[GOAL OF THE EXERCISE] Copy out every item below word for word, but leave the pictures out of your answer.

--- START ---

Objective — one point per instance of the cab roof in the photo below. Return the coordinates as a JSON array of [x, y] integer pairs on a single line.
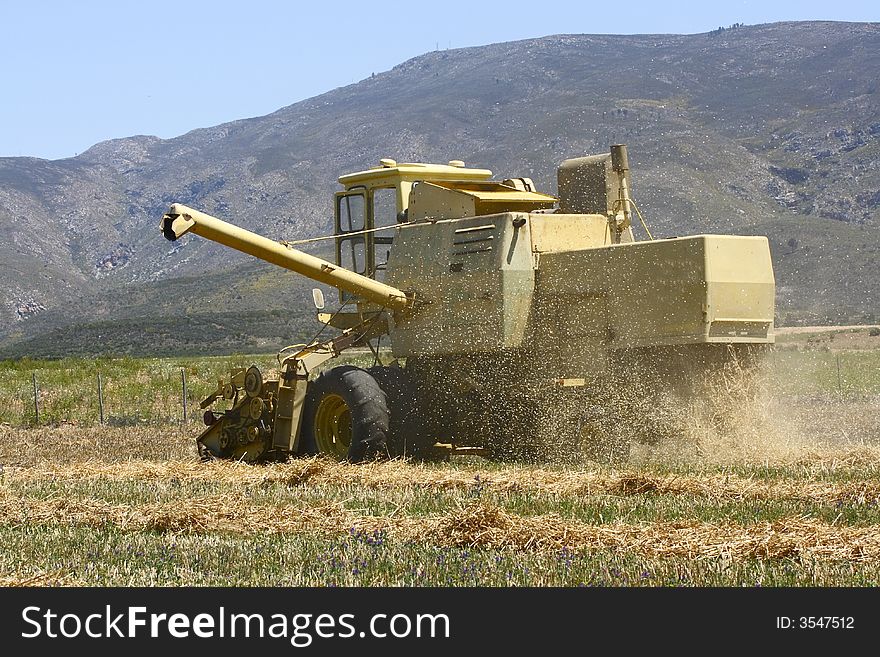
[[390, 172]]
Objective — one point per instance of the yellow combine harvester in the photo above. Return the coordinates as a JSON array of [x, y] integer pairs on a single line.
[[519, 316]]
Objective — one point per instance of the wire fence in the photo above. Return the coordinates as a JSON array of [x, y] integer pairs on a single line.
[[116, 392]]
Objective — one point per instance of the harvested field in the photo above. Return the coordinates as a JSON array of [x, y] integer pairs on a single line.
[[785, 491]]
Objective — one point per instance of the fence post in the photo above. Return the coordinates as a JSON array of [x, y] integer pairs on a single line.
[[839, 386], [183, 385], [100, 399], [36, 399]]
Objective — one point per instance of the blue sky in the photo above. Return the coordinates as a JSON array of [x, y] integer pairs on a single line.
[[76, 73]]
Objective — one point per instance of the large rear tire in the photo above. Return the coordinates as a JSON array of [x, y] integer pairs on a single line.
[[345, 416]]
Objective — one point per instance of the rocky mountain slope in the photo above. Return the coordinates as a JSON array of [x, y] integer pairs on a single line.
[[769, 129]]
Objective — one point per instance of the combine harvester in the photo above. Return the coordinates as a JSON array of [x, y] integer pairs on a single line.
[[523, 320]]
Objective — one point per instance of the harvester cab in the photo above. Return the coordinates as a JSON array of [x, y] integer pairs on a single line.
[[516, 316]]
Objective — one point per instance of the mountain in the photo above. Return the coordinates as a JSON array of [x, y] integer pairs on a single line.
[[767, 129]]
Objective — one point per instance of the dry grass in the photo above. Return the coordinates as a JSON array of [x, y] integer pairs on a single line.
[[474, 525], [401, 474]]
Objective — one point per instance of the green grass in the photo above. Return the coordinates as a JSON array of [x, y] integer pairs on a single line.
[[135, 390], [106, 557]]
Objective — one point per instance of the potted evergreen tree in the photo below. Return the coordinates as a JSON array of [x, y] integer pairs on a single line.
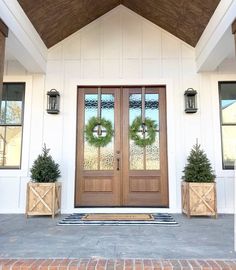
[[198, 185], [43, 191]]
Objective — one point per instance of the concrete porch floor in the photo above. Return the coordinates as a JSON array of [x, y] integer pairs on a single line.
[[40, 237]]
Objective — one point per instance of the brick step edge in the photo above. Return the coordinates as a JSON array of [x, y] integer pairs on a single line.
[[115, 264]]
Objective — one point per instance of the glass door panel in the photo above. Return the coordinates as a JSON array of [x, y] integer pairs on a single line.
[[99, 158], [144, 158]]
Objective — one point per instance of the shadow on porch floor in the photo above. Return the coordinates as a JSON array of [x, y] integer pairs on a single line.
[[40, 237]]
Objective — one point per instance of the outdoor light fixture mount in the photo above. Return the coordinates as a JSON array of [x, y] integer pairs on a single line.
[[190, 97], [53, 101]]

--- END ---

[ANSWER BELOW]
Objective — one point per instance of the cab roof in the photo below. Return the coordinates as a JSON array of [x, y] integer pairs on a single line.
[[390, 172]]
Objective — one point per instance of the yellow combine harvester in the photo above. Return the coordinates as a JSON array of [x, y] integer pairs on a single line.
[[519, 316]]
Objective — one point per instance of the wire fence in the photo above. Return the coordinates as a JSON array of [x, y] integer pairs on a single line.
[[116, 392]]
Objective — one point per instance of the harvested field in the photo above. Return the coordinates as a JSON array of [x, y] integer pairs on a single line.
[[785, 491]]
Objective — one point per instance of the fence post in the photo above. Return the coordinates as a JSON array of [x, y] integer pairs on a single line.
[[839, 386], [183, 385], [100, 399], [36, 399]]
Objective — one point per instance of the blue sky in the photo above. Return the coordinates as a JSON array of [x, y] integer pairs on a single line.
[[76, 73]]
Objective — one point per instance of the large rear tire in the photo above. Return the coordinates as a JSON array of [x, y] integer pairs on a single line.
[[345, 416]]
Objective — one point per instance of the rocky mountain slope in the photo above. Return the coordinates as a JSON array of [x, y] integer pairs on a single line.
[[769, 129]]
Objective — one point per instance of the combine harvester in the photo above. Return the coordinates as a JSON array of [x, y] integer pairs on a single line.
[[523, 320]]
Objective — one point per instance of the harvester cab in the photo above. Return the coordinates as a JSON array of [x, y] integer pairs on a single line.
[[516, 316]]
Objective — one point per instance of the mountain in the photo above. Return the coordinates as a JSON array of [x, y] integer pairs on a single line.
[[767, 129]]
Objective — one point per instance of the dry grass in the photo above. Return the coordinates as a JSON array of [x, y] integer pairs on a single line.
[[474, 525], [401, 474]]
Objective — one point per instance of the green grass in the photo above. Return the coordinates as a JSON array of [x, y] integer pairs on a single line.
[[135, 390], [106, 557]]
Objective — one point per instance of the potted evergreen tree in the photo below. Return the coordinates as a JSON array of [x, y] integer pairs on a single line.
[[198, 185], [43, 191]]
Objective — one point per instance of the concrete porch floor in the photo above. Return the coordinates as a JSON array of [x, y] integer pairs on a single line.
[[40, 237]]
Objective — one point per instance of the brick step edge in the photo above. Return the coordinates as a JSON array of [x, y] integer pairs on a single line.
[[115, 264]]
Objective — one point per instance of the glass door panel in the photo above. Return the coordinates as a JSON array of [x, y] integer pairs on a single line.
[[99, 158], [144, 158]]
Objective — one point per instance of the shadow on porch floor in the photo above. Return the coordinates as a JSON array of [x, y] integer pairs on a single line.
[[40, 237]]
Objective — one point per instance of the outdoor light fixture mount in the photo above. Return the coordinates as a JSON array of [x, y] integer pairs on a single line.
[[190, 97], [53, 101]]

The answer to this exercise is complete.